* _YOUR TASKS_:
A – Answer these from the text on web technologies, one line each:
(i) According to the text, what is RSS used to publish?
(ii) Which two workarounds for the Same-Origin Policy does the text mention?
(iii) What does the text say URLs are used for?
B – List every data format that the text on web technologies names as a way of exchanging information over the internet.

* _TEXT EXCERPT_:
The World Wide Web (WWW) is a system of interconnected hypertext documents accessed through the internet. Uniform Resource Locators (URLs) are used to identify resources on the internet. HTML, XML, JSON, RSS, and JSONP are different data formats used for exchanging information over the internet. HTML is primarily used for web pages, while XML is more flexible and used for data exchange. JSON is commonly used for data transfer between a server and a web application, while RSS is a web feed format used to publish frequently updated content. JSONP is a method for cross-domain AJAX requests. The Hypertext Transfer Protocol (HTTP) is used to transfer data over the internet between web clients and servers. HTTP requests are used by clients to request resources from a server, while HTTP responses are used by servers to send requested resources back to clients. AJAX requests are asynchronous HTTP requests used to dynamically update web pages without requiring a full page refresh. The Same-Origin Policy is a security measure that prevents web pages from accessing resources on a different domain. Workarounds for the Same-Origin Policy include using JSONP or cross-origin resource sharing (CORS). Web Developer Tools are software applications used by developers to debug and optimize web applications.

* _ENTRIES SUPPLIED_:

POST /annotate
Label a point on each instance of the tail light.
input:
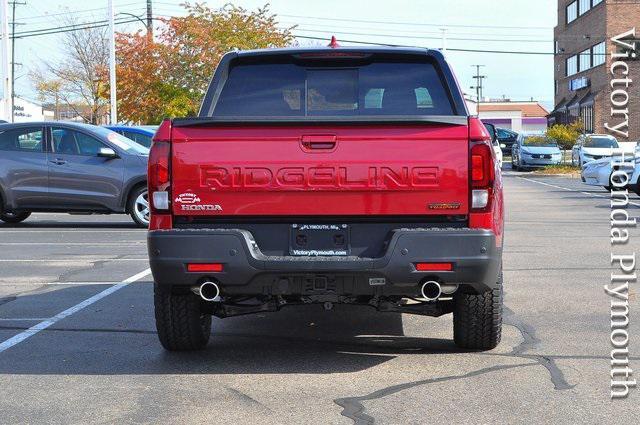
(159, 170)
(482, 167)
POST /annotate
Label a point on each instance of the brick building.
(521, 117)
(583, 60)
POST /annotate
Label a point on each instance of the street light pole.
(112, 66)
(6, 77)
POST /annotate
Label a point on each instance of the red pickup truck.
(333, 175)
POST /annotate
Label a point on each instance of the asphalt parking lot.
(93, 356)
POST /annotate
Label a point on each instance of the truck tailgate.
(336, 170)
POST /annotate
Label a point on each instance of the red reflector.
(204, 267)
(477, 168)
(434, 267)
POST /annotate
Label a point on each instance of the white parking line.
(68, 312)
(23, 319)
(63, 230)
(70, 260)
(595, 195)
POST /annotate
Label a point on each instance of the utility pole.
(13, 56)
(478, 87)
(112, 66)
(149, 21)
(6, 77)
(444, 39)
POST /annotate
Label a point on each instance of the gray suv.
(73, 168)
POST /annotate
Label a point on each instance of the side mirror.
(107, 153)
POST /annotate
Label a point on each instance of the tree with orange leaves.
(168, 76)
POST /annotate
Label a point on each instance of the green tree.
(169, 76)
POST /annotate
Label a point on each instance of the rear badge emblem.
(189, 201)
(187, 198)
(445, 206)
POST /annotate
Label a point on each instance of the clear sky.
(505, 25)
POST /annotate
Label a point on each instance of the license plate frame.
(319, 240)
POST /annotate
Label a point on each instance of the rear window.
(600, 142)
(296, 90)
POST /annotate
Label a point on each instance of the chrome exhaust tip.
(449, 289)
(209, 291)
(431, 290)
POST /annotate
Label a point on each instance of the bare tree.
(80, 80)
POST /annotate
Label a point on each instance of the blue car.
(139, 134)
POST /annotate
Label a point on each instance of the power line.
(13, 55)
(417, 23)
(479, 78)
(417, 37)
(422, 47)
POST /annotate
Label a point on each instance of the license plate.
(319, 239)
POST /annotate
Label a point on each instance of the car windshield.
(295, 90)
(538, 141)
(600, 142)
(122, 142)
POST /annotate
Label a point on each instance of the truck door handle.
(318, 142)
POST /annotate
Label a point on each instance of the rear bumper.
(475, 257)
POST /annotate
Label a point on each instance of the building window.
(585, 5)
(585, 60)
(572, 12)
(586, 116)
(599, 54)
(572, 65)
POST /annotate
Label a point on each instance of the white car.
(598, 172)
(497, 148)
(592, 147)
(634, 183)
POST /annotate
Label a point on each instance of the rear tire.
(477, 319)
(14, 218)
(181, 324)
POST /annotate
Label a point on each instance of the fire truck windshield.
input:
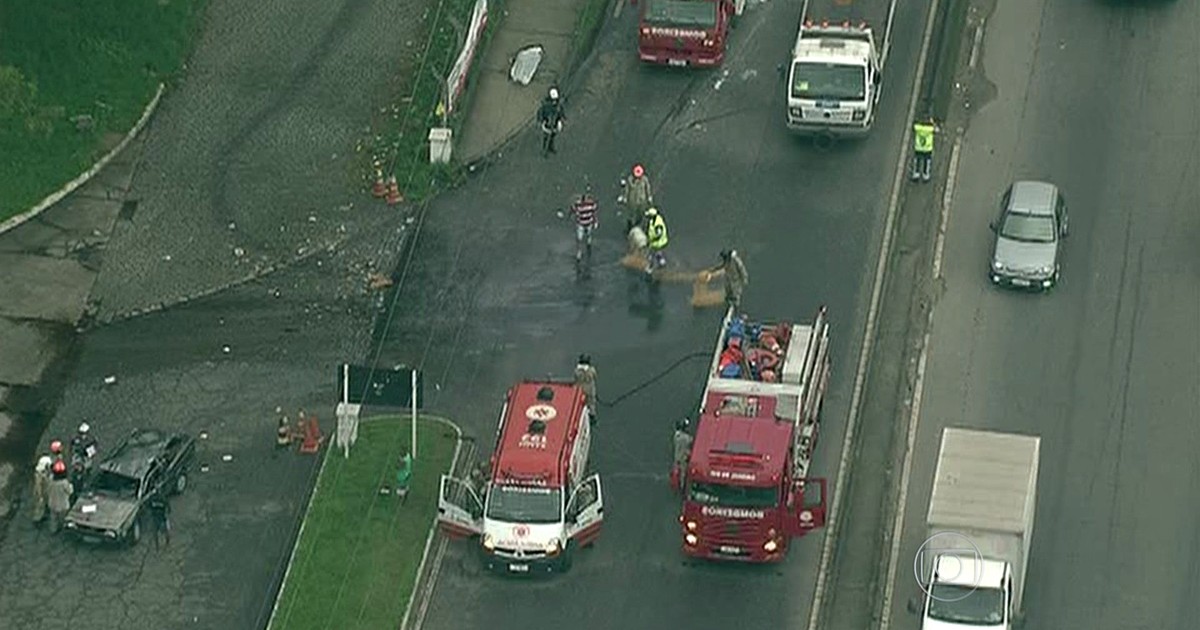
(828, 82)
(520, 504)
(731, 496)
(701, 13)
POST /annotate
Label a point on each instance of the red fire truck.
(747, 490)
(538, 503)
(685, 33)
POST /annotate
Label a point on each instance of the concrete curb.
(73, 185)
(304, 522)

* _RESULTS OF THE TASKS_:
A –
(i) Frequently updated content.
(ii) JSONP and cross-origin resource sharing (CORS).
(iii) To identify resources on the internet.

B – HTML, XML, JSON, RSS, JSONP